Your goal.
Every line between the top of the data below and the line with "277L463 260L271 375L299", both ends included, must be retyped exactly.

Data for this task.

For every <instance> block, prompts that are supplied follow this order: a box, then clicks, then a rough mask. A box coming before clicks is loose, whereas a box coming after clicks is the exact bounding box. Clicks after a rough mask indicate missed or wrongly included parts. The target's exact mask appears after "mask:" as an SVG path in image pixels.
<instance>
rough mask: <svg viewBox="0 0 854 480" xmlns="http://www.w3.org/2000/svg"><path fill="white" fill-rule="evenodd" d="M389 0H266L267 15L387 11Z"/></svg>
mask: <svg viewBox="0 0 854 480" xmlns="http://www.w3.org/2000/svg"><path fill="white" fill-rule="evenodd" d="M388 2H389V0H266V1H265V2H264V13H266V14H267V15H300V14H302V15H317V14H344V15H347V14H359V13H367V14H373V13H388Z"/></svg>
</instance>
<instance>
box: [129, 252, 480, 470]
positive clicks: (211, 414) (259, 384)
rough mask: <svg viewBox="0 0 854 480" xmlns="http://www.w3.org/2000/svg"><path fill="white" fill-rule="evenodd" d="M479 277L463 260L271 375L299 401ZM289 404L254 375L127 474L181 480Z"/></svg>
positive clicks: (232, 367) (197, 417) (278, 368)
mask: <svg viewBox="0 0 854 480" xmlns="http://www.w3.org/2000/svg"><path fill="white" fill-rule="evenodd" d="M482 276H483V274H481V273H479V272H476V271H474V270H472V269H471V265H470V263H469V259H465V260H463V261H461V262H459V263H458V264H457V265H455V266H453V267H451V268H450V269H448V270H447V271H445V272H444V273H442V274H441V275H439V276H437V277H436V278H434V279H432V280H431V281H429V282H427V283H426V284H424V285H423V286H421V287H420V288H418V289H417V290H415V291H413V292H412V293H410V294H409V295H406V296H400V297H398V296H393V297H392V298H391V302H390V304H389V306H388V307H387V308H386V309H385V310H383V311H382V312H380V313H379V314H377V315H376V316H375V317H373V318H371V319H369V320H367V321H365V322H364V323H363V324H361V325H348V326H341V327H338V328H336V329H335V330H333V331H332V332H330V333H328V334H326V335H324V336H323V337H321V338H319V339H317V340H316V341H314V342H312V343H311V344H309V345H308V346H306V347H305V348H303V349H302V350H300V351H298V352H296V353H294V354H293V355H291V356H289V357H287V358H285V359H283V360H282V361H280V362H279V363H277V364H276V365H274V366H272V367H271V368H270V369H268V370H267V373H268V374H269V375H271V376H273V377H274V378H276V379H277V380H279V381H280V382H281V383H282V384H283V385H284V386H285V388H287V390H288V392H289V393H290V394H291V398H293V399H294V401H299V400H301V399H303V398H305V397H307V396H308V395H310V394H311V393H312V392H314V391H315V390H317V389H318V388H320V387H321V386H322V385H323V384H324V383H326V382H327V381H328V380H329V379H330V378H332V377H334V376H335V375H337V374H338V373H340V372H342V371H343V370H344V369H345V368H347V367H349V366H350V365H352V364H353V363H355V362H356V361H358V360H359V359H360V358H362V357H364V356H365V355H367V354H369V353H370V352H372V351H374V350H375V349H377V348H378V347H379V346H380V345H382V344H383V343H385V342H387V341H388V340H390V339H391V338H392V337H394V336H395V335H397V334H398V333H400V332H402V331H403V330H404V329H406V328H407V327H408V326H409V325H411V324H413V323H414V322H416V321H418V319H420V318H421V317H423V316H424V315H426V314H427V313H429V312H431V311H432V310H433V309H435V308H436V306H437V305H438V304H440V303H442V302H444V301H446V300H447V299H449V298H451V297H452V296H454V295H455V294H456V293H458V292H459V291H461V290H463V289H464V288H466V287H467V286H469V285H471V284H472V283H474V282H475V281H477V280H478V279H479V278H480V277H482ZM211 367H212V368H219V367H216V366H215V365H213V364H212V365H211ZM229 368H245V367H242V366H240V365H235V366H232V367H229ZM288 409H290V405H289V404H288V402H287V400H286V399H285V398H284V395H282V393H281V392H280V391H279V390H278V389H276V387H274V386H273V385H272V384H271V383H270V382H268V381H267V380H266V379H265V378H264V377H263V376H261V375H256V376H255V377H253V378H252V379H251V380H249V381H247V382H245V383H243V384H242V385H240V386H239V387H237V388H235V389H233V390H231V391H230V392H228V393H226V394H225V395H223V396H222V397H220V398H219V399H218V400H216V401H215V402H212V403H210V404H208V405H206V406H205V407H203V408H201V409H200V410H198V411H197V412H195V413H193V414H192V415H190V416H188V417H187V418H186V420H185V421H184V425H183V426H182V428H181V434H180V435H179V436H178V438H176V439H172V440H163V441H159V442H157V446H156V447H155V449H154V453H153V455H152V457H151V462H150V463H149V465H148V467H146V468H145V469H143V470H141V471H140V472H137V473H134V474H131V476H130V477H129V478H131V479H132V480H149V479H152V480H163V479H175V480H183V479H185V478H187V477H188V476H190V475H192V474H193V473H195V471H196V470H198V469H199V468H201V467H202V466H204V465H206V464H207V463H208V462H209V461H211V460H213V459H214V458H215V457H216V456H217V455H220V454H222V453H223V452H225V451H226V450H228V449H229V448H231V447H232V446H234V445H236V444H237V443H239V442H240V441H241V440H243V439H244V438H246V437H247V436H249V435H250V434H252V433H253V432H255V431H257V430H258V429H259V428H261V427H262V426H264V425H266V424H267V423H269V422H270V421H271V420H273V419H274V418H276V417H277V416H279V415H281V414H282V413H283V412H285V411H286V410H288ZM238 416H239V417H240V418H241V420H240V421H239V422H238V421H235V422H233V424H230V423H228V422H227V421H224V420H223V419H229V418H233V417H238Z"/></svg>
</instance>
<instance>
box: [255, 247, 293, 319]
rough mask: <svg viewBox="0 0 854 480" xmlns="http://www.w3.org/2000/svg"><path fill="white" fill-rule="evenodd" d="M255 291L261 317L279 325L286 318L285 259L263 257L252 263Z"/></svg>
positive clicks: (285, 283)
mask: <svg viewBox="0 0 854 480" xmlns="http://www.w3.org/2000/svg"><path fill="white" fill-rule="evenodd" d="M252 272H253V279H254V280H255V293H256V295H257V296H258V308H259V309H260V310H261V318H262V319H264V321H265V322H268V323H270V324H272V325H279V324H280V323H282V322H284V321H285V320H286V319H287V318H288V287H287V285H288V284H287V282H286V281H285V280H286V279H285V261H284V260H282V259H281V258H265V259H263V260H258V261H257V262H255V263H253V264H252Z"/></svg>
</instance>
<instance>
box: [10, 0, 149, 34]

Exercise answer.
For every <instance> block, prompts that are supplied follow this order: a box, then clicks, then a rough mask. A box coming before clicks is loose, whereas a box coming after clicks is the exact bounding box. Clicks after a rough mask indicate missed or wrongly included parts. The target's exact mask appears after "mask:" as an SVG path in image pixels.
<instance>
rough mask: <svg viewBox="0 0 854 480" xmlns="http://www.w3.org/2000/svg"><path fill="white" fill-rule="evenodd" d="M389 0H266L267 15L387 11Z"/></svg>
mask: <svg viewBox="0 0 854 480" xmlns="http://www.w3.org/2000/svg"><path fill="white" fill-rule="evenodd" d="M388 2H389V0H266V1H265V2H264V13H266V14H267V15H300V14H302V15H317V14H344V15H347V14H359V13H367V14H373V13H388Z"/></svg>
</instance>
<instance>
box: [129, 252, 480, 470]
positive clicks: (211, 414) (259, 384)
rough mask: <svg viewBox="0 0 854 480" xmlns="http://www.w3.org/2000/svg"><path fill="white" fill-rule="evenodd" d="M479 277L463 260L271 375L299 401ZM289 404L254 375L127 474L181 480Z"/></svg>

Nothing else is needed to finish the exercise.